Aim
Please collect every line of the material below that contains the string "door", copying each one in full. Case counts.

(Records of point annotations)
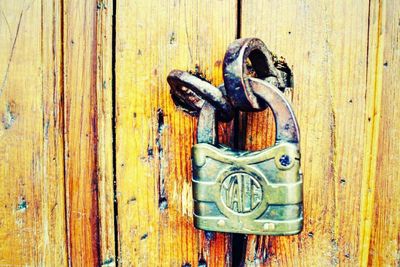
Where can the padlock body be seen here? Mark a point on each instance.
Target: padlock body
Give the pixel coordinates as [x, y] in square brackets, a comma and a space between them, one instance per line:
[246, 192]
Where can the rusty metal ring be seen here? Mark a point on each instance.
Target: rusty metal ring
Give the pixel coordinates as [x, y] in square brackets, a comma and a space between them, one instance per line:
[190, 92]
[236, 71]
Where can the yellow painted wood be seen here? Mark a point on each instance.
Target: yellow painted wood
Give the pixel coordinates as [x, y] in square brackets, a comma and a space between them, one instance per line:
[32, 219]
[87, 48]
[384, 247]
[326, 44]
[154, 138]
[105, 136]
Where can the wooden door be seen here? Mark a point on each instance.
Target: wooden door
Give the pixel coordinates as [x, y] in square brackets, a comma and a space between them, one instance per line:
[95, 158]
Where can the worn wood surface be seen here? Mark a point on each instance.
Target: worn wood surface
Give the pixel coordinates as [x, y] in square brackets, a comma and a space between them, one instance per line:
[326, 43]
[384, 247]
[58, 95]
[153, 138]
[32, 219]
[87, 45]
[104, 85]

* * *

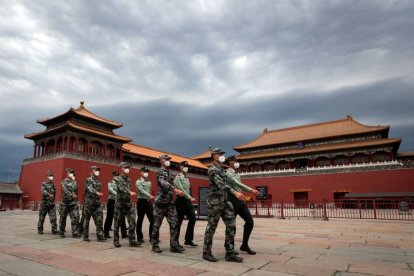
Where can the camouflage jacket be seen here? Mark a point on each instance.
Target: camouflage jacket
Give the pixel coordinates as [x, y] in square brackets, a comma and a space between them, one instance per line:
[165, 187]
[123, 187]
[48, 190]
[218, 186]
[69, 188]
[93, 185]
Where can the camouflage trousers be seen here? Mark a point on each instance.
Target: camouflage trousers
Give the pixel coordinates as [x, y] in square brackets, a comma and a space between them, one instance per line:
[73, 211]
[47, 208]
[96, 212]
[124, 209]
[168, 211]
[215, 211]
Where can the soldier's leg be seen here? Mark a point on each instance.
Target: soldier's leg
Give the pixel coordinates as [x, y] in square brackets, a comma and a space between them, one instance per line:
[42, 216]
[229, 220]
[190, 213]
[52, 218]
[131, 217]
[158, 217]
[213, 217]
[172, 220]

Right answer
Where can the wooden door be seen here? Mark a point on each instance.
Target: wooden door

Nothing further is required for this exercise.